▶ Reto 1: Cuenta las líneas de los registros que contienen la palabra "wooden", distinguiendo entre mayúsculas y minúsculas. Responde solo con el número.

#### Fragmento seleccionado

2. Como flor del rosal en primavera, como lirio junto al manantial; como brote del Líbano en verano, como fuego e incienso en el incensario; como vaso de oro macizo adornado de toda clase de piedras preciosas. (Eclo. 50, 8-9).
3. Yo soy la Madre del Amor hermoso, del temor, del conocimiento, y de la santa esperanza. (Eclo. 24, 24).
4. En mi está toda gracia de camino y de verdad; en mi toda esperanza de vida y de virtud. (Eclo. 24, 25).
5. Venid a mi los que me deseáis y hartaos de mis frutos. (Eclo. 24, 26).
6. Que mi recuerdo es más dulce que la miel; mi heredad mas dulce que panal de miel. (Eclo. 24, 27).
7. Ahora, pues, hijos, escuchadme, escuchad la instrucción y haceos sabios, no la despreciéis. (Prov. 8, 32-33).
8. Dichosos los que guardan mis caminos. Dichoso el hombre que me escucha velando ante mi puerta cada día. (Prov. 8, 33-34).
9. Porque el que me halla, ha hallado la Vida, ha logrado el Favor del Señor. (Prov. 8, 35).
10. Salve, oh Reina de la Misericordia, líbranos del enemigo, y recíbenos en la hora de la muerte. (Gradual M. de B. V M).
Este misterio lleva el anterior a cumplimiento.
Aquél hablaba del paso de María a la eternidad; éste celebra el momento en que se le otorga toda la riqueza de la misma. San Pablo dijo que “los que reciben en abundancia la gracia y el don de la justicia reinarán en la vida por uno solo, Jesucristo” (Rom 5, 17).
Así, a la que pasó con Cristo por la oscuridad de la tierra se le hace partícipe de su gloria. De ello es símbolo la corona. Ahora es ella la “Reina del Cielo”. Criatura de Dios, como todos nosotros, y entregada a Él con una humildad tan grande como su pureza. A la vez, sin embargo, elevada por Él a un santo reinado que nada implica de pretensión y capricho, sino que es la figura viviente de la gracia y del encanto que ella irradia.
La actitud más íntima del cristiano ha de ser la humildad. Sabe que por sí no tiene nada, pues todo le viene de Dios; que por sí mismo no puede nada, sino que todo lo puede sólo por la gracia. La humildad es el reconocimiento de esta verdad. Más aún, es la alegría que nos produce; la dicha que irradia; en último término, no s sino amor. Pero en esa misma humildad late la conciencia callada de una oculta grandeza.

########
#### Datos proporcionados

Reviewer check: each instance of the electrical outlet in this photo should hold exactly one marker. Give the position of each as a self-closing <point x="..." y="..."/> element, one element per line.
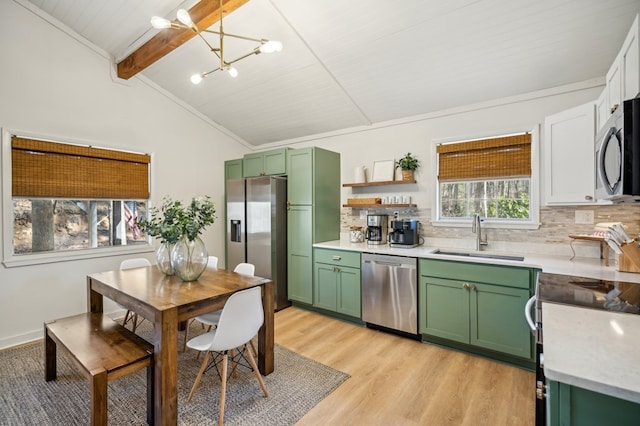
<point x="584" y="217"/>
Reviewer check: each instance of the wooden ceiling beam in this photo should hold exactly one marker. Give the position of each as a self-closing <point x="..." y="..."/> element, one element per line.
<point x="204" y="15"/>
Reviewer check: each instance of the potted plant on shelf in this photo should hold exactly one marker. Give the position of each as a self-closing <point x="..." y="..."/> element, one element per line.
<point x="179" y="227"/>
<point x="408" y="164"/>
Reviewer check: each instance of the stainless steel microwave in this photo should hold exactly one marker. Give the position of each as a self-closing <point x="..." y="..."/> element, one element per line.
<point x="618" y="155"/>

########
#### Datos proporcionados

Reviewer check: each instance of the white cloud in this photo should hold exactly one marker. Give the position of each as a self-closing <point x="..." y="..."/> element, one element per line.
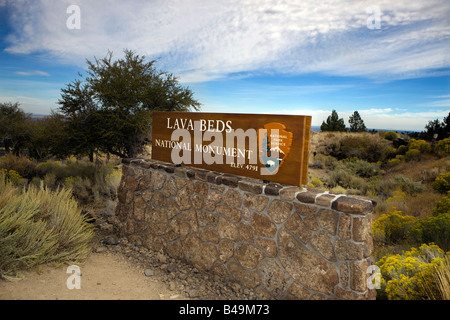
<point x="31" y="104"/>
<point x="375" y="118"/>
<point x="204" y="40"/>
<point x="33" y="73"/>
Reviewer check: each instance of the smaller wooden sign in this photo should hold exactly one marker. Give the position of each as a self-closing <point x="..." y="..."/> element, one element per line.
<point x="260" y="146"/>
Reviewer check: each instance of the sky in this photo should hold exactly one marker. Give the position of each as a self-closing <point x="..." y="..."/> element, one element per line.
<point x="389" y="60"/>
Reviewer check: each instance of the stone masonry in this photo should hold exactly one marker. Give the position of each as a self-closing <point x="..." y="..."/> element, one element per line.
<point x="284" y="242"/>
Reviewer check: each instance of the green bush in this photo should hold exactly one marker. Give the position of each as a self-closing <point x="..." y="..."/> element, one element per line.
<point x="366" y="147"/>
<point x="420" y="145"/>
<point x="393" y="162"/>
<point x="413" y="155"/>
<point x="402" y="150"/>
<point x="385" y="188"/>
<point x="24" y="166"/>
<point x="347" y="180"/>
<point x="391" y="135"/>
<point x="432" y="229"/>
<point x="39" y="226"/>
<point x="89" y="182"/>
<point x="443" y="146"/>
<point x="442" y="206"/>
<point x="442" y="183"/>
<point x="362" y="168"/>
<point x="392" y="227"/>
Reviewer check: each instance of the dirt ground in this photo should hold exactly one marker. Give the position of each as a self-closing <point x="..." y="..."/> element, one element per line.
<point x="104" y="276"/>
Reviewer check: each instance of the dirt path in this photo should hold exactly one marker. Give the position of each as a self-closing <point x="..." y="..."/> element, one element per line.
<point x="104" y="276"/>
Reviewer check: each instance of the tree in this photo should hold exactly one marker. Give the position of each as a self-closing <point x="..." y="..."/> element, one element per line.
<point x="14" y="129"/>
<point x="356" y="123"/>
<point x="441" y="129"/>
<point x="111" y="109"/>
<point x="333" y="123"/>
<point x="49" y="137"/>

########
#### Datos proporcionados

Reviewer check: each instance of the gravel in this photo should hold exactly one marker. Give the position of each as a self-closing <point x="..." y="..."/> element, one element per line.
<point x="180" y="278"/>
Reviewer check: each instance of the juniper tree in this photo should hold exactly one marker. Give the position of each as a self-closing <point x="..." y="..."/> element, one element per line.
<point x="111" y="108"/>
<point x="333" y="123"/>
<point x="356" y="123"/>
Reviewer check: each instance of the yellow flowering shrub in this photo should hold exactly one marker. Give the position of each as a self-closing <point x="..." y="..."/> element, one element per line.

########

▶ Reto 2: Extrae textualmente del fragmento seleccionado la parte que empieza con las palabras "10. Salve, oh" y termina con "que ella irradia.".

▶ Resultado del ejercicio 1: 2

▶ Resultado del ejercicio 2:
10. Salve, oh Reina de la Misericordia, líbranos del enemigo, y recíbenos en la hora de la muerte. (Gradual M. de B. V M).
Este misterio lleva el anterior a cumplimiento.
Aquél hablaba del paso de María a la eternidad; éste celebra el momento en que se le otorga toda la riqueza de la misma. San Pablo dijo que “los que reciben en abundancia la gracia y el don de la justicia reinarán en la vida por uno solo, Jesucristo” (Rom 5, 17).
Así, a la que pasó con Cristo por la oscuridad de la tierra se le hace partícipe de su gloria. De ello es símbolo la corona. Ahora es ella la “Reina del Cielo”. Criatura de Dios, como todos nosotros, y entregada a Él con una humildad tan grande como su pureza. A la vez, sin embargo, elevada por Él a un santo reinado que nada implica de pretensión y capricho, sino que es la figura viviente de la gracia y del encanto que ella irradia.